**EXERCISE**
The required output is the line containing "Target: yellow background" followed by every later line through the end of the data, all reproduced exactly.

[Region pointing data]
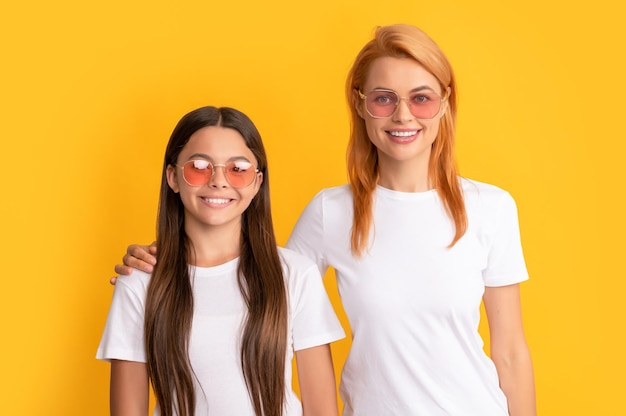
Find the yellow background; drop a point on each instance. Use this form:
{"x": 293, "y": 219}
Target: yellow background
{"x": 91, "y": 91}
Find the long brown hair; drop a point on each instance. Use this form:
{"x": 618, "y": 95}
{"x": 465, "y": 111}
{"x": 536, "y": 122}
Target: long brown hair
{"x": 401, "y": 41}
{"x": 169, "y": 304}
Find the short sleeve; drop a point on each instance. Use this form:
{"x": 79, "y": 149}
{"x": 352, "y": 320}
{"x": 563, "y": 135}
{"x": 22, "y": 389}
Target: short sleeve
{"x": 307, "y": 237}
{"x": 122, "y": 338}
{"x": 313, "y": 320}
{"x": 506, "y": 263}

**EXERCISE RESPONSE**
Target: yellow background
{"x": 91, "y": 91}
Find the long brown hair; drop a point on each instance. Use this form:
{"x": 618, "y": 95}
{"x": 465, "y": 111}
{"x": 536, "y": 122}
Target: long brown hair
{"x": 401, "y": 41}
{"x": 169, "y": 304}
Find the short sleeve; drop a point on each instance. Use this form:
{"x": 79, "y": 149}
{"x": 352, "y": 320}
{"x": 563, "y": 135}
{"x": 22, "y": 389}
Target: short sleeve
{"x": 307, "y": 237}
{"x": 122, "y": 338}
{"x": 313, "y": 320}
{"x": 506, "y": 263}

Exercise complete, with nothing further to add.